**Excerpted records:**
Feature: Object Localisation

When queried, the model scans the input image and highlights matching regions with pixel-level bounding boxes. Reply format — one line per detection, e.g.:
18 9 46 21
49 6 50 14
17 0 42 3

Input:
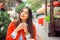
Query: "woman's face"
20 8 28 20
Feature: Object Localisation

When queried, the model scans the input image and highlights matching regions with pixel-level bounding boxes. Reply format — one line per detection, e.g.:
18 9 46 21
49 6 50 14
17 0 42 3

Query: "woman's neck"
22 20 26 23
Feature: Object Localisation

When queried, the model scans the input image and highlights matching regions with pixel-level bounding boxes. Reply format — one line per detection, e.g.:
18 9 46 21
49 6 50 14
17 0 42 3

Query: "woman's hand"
15 23 27 32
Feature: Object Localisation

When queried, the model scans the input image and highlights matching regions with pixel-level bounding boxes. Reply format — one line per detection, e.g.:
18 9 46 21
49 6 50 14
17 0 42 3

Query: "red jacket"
6 22 36 40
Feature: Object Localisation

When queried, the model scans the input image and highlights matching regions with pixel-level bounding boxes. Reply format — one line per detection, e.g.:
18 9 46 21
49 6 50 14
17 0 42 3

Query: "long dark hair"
15 7 34 38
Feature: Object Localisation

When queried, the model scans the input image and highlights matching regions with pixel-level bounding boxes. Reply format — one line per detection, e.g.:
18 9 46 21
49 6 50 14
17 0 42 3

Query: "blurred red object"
0 3 4 9
38 18 44 25
47 1 60 7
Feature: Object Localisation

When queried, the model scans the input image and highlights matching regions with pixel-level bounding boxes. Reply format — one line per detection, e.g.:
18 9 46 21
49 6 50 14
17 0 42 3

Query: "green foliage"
0 11 11 39
45 16 50 22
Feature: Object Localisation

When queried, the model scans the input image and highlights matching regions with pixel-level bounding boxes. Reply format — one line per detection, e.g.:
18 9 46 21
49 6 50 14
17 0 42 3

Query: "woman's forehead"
23 8 28 12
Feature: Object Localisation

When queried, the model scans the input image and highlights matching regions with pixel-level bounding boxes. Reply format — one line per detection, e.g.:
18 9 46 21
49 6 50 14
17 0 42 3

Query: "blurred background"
0 0 60 40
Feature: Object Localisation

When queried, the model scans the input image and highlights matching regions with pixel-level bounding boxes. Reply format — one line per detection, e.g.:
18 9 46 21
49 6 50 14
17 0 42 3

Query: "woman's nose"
21 13 24 15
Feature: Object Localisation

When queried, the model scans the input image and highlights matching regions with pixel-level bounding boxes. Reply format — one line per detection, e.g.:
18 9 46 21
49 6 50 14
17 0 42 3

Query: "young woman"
6 7 36 40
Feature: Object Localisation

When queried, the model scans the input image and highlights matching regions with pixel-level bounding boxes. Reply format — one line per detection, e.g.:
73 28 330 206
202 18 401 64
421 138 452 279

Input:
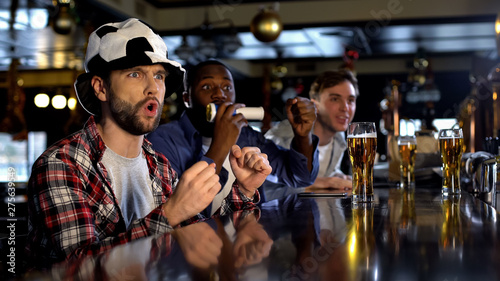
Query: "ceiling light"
175 35 194 61
250 5 283 43
68 98 76 110
52 95 66 109
35 93 50 108
223 34 243 54
52 0 76 35
198 37 217 58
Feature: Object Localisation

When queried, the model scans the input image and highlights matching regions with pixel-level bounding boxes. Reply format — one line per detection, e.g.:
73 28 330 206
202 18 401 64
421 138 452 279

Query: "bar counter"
29 185 500 281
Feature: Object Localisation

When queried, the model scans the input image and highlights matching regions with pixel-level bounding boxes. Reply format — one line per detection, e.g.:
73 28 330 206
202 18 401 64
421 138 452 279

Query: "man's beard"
186 103 215 138
108 89 163 136
316 111 337 133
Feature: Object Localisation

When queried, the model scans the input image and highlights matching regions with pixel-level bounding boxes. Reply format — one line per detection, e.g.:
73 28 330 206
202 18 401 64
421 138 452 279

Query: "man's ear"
311 98 319 107
90 75 108 101
182 89 191 108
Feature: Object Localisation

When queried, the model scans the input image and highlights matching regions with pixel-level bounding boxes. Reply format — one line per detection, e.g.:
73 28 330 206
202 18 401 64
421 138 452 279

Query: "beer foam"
347 133 377 139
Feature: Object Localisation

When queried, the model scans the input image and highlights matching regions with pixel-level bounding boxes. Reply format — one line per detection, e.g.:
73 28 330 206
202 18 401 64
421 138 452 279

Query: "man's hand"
229 145 273 198
205 102 248 174
172 222 222 269
286 97 316 172
306 175 352 191
286 97 316 137
162 161 221 226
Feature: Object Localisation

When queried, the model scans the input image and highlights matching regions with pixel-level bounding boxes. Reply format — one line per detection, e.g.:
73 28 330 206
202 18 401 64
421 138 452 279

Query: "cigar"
207 103 264 122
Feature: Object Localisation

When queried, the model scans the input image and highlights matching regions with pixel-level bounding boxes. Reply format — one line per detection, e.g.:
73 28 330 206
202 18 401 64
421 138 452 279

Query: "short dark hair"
309 69 359 99
184 59 231 91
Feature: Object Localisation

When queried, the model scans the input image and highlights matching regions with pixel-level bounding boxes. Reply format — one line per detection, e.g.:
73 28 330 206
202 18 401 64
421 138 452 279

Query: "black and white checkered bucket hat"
75 18 185 115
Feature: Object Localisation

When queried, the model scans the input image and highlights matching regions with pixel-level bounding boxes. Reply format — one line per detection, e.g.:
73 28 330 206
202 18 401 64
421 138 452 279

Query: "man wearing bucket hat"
26 19 271 268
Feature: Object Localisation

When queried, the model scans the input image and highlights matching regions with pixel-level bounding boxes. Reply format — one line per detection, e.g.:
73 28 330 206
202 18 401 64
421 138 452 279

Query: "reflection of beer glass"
347 122 377 204
398 136 417 187
346 203 378 280
439 197 464 257
439 129 464 196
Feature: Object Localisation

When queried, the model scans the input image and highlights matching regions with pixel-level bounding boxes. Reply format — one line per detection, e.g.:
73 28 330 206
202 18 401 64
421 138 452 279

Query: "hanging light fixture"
52 0 76 35
250 3 283 43
175 11 243 60
175 35 194 60
488 13 500 137
222 22 243 54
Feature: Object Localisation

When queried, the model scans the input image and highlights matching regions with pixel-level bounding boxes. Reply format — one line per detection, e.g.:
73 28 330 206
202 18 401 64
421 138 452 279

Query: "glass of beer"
438 129 464 196
347 122 377 204
398 136 417 187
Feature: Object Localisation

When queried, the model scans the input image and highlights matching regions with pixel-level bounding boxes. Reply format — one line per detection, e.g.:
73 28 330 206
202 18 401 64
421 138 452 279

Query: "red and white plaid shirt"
26 117 260 269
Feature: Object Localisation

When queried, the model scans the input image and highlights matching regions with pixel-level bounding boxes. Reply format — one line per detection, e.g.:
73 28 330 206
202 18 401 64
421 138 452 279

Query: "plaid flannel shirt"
26 117 260 269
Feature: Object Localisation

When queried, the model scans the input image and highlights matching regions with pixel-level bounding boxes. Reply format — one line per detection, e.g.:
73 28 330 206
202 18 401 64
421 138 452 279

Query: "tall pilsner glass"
439 129 464 196
398 136 417 187
347 122 377 204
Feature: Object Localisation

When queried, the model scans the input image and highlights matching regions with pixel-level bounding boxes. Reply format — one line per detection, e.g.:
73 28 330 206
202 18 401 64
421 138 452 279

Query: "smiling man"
266 70 359 198
26 19 271 269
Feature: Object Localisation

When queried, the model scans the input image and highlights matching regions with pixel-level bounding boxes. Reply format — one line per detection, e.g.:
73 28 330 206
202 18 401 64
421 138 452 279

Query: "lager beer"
439 129 464 195
398 136 417 187
347 133 377 203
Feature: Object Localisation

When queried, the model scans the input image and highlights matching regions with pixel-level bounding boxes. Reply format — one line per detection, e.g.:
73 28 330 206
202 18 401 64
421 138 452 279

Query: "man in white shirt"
265 70 359 199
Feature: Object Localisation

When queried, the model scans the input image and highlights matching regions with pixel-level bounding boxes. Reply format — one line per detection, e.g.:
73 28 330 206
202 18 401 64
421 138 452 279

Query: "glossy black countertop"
26 186 500 281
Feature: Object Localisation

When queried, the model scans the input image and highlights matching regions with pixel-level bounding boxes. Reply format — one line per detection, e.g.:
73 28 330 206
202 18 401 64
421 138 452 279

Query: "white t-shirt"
318 138 333 177
202 137 236 215
102 148 156 228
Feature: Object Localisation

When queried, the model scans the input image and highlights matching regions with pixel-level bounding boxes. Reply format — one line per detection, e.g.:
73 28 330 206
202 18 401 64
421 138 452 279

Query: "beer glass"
347 122 377 204
438 129 464 196
398 136 417 187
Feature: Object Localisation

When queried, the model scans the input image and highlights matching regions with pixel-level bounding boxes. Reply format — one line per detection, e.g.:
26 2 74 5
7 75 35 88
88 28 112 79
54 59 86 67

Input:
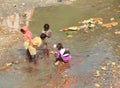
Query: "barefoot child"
37 33 49 58
20 26 41 65
55 43 71 65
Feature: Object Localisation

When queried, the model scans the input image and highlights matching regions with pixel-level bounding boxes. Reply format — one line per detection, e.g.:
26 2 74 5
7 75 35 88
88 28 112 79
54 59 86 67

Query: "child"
42 24 52 38
20 26 41 65
37 33 49 58
55 43 71 65
20 26 32 62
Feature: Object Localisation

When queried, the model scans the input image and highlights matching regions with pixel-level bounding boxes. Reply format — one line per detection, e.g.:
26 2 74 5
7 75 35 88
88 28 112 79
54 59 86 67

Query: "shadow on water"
0 0 120 88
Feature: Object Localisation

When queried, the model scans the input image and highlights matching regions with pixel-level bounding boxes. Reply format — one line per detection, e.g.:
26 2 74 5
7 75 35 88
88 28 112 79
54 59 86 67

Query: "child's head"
40 33 47 40
57 43 63 50
44 24 50 31
20 29 25 34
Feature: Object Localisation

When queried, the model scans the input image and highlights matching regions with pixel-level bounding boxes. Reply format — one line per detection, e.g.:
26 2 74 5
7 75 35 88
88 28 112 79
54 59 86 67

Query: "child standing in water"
55 43 71 65
42 24 52 38
20 26 41 65
37 33 49 58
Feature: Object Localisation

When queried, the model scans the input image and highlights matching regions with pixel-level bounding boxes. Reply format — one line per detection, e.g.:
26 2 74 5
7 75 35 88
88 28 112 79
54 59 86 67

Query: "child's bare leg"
26 49 32 64
43 49 46 59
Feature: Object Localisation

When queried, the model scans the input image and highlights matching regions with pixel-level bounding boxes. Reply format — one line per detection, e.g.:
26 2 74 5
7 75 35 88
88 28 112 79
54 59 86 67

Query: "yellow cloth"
32 37 42 47
28 45 37 55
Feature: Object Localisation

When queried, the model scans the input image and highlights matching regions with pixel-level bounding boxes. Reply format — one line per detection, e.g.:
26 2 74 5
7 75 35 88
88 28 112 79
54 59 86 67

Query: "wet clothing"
22 26 32 43
56 48 71 62
37 40 48 55
42 29 52 37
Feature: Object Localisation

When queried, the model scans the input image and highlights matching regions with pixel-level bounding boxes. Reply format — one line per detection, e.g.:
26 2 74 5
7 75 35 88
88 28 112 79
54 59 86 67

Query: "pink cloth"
57 50 71 62
22 26 32 42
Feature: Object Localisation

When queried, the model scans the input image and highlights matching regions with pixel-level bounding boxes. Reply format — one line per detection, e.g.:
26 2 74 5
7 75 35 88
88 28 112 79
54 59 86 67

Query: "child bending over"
55 43 71 65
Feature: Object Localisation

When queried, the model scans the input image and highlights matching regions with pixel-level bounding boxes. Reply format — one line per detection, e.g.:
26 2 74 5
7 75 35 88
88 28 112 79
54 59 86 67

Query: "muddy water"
0 0 120 88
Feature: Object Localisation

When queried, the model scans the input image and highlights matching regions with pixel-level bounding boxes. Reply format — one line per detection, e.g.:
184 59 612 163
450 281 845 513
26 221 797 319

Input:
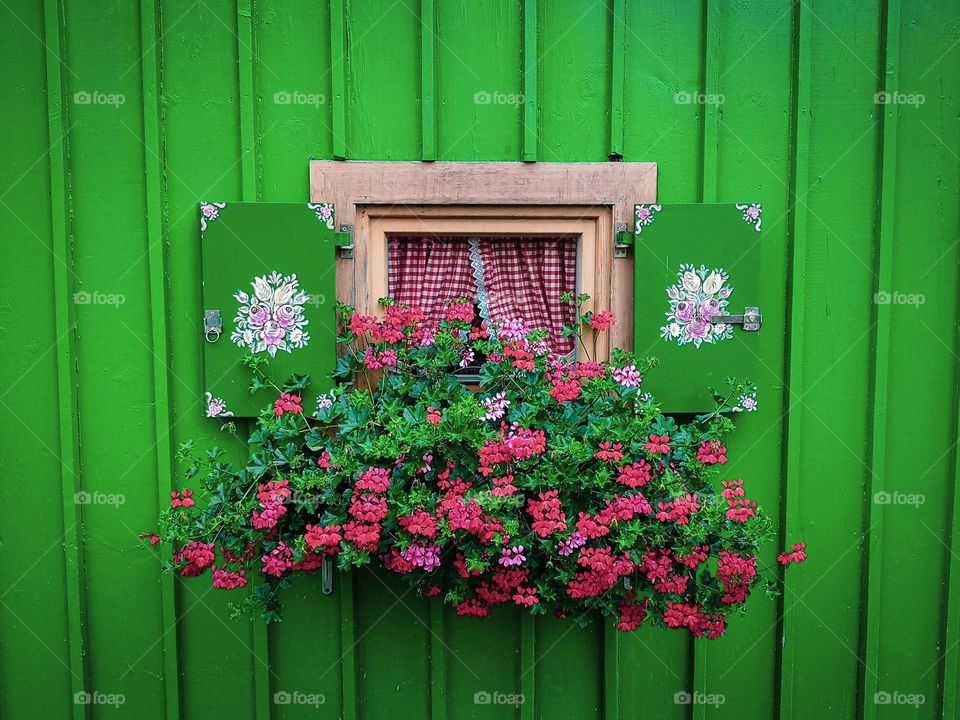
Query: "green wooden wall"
0 0 960 720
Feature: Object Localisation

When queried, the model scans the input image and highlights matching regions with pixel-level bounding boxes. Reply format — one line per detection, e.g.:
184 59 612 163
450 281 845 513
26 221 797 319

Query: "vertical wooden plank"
420 0 437 160
158 0 259 720
330 0 347 160
940 288 960 720
434 0 525 162
520 612 537 720
602 617 620 720
430 597 450 720
140 0 180 720
344 0 422 160
860 0 900 720
691 0 720 720
237 0 271 718
0 3 75 718
522 0 538 162
334 572 359 720
777 3 812 720
619 0 704 720
43 0 90 720
701 0 720 203
610 0 627 160
237 0 257 197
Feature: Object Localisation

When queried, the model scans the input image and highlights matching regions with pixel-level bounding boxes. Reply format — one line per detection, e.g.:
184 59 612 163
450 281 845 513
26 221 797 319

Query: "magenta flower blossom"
613 365 643 387
499 545 527 567
497 318 530 342
557 530 587 557
480 392 510 420
400 545 440 572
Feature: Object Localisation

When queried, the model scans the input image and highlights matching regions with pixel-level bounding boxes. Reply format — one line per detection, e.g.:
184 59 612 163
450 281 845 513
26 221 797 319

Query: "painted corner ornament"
207 392 233 417
634 205 663 235
736 203 763 232
200 202 227 232
307 203 335 230
660 264 733 348
230 272 310 357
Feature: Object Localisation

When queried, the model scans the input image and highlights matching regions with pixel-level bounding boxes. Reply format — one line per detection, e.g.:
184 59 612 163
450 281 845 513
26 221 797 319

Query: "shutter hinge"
710 308 763 332
337 225 354 260
613 223 633 258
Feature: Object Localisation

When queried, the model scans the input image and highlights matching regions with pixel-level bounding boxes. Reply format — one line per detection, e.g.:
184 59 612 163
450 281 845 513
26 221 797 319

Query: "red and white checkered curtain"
388 236 577 355
480 238 577 355
387 237 477 325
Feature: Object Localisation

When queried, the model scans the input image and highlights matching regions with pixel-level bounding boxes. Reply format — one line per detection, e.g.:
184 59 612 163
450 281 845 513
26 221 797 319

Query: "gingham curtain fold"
479 238 577 355
387 237 477 325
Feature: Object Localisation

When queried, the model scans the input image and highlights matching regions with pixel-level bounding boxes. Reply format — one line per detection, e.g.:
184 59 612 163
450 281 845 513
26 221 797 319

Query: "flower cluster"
158 297 806 638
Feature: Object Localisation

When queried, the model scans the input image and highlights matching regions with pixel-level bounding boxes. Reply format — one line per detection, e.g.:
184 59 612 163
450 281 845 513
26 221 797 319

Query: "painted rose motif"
307 203 334 230
200 202 227 232
634 205 663 235
230 272 310 357
660 264 733 348
730 385 757 412
207 392 233 417
736 203 763 232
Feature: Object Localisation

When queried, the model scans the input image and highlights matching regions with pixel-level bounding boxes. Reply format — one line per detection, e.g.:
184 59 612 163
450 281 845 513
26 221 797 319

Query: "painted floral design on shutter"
736 203 763 232
200 202 227 232
207 392 233 417
660 264 733 348
634 205 663 235
230 272 310 357
307 203 335 230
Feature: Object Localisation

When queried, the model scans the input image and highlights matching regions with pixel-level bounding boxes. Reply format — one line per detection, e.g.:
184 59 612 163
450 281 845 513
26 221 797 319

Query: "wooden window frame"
310 160 657 357
368 205 613 359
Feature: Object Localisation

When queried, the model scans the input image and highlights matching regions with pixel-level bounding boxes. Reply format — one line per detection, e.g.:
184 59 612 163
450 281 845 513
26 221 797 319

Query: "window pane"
388 236 577 355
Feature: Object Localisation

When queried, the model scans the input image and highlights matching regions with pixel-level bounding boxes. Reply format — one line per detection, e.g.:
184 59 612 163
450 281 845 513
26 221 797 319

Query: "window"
387 235 578 356
310 160 657 359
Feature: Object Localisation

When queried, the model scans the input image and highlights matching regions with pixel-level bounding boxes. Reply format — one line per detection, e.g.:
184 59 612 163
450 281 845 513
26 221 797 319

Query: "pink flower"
170 490 197 507
617 460 651 488
273 393 303 417
213 563 247 590
480 392 510 420
697 440 727 465
593 442 623 463
613 365 643 387
513 588 540 607
657 494 700 525
400 544 440 572
557 530 587 557
303 525 343 555
498 545 527 567
549 380 581 404
777 543 807 565
173 542 215 577
643 435 670 455
260 542 293 577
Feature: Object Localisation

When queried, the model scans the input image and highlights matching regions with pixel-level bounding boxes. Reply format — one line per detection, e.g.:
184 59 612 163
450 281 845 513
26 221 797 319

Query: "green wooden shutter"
200 202 338 417
633 203 773 412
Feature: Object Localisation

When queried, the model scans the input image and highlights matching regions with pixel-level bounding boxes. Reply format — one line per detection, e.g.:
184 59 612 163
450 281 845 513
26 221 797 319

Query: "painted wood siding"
0 0 960 720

**Task brief:** Locate each line in the records above that contains the word "blurred", and copy those lines out in full.

**Answer to the exercise:**
Query: "blurred red object"
Query: "blurred background"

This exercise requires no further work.